**TASK PROMPT**: Print all the data that follows exactly, images excluded.

**DATA LISTING**:
════════
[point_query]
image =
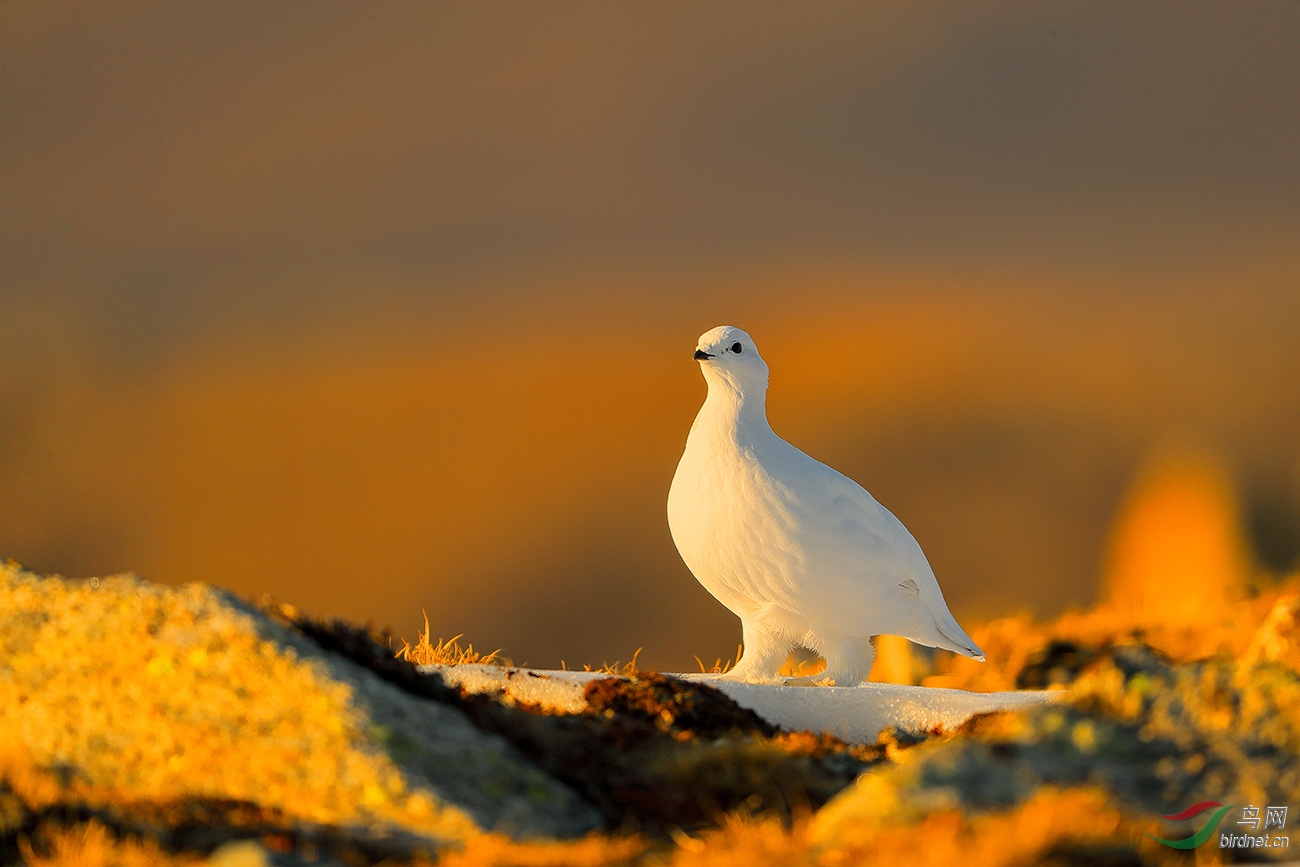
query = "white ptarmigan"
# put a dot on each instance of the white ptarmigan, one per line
(800, 553)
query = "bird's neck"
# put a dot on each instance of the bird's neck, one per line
(735, 412)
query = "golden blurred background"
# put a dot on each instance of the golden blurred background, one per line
(380, 308)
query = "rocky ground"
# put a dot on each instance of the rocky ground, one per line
(151, 724)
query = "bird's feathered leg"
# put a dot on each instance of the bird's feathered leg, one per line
(848, 662)
(762, 657)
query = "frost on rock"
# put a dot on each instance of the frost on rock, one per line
(853, 714)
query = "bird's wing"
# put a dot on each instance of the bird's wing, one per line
(866, 573)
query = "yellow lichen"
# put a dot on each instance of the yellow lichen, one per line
(154, 693)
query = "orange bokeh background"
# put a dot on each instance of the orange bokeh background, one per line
(385, 310)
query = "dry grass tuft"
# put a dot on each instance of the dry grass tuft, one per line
(616, 667)
(94, 845)
(446, 653)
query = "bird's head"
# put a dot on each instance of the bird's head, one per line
(728, 356)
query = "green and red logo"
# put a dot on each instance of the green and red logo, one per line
(1204, 833)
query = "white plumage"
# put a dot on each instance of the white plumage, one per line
(800, 553)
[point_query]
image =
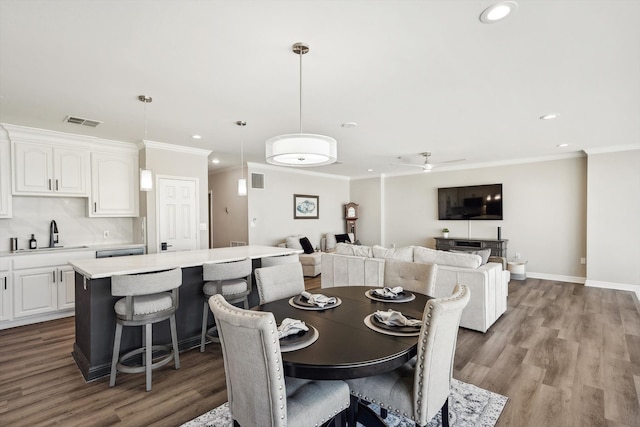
════════
**EXERCISE RESULT**:
[point_query]
image =
query = "white ptarmigan"
# put a dot on each instance of the white ptarmigan, one per line
(800, 553)
query = "bird's neck"
# put a dot on each instance of the bird's neck, one per line
(735, 412)
query = "golden blurred background"
# put a dot on each instance of the golden blurred background, one per line
(380, 308)
query = "rocky ground"
# put a dot on each instance of the rocky ground, one per line
(151, 724)
query = "bird's feathered leg"
# put a dot on each instance of the bird's feathered leg, one per line
(848, 662)
(762, 657)
query = "frost on rock"
# put a dot on each instance of the frost on rock, one per line
(853, 714)
query = "bird's wing"
# put a dot on each instance of the bird's wing, one per line
(866, 573)
query = "yellow lichen"
# put a dot on each instance of the yellow lichen, one per line
(154, 693)
query = "orange bokeh background"
# put a dot on each instance of the orange bokeh background, one per line
(385, 310)
query = "dry grass tuft"
# put a dot on each instance of the dry grass tuft, one per line
(616, 667)
(94, 845)
(446, 653)
query = "bird's head"
# put a dot on each instance of the bird's head, one per line
(728, 356)
query = "green and red logo"
# put a dot on each instance of the green and red logo, one per line
(1204, 833)
query = "white plumage"
# put a dot on each instance of the white plumage, one per line
(800, 553)
[point_query]
image =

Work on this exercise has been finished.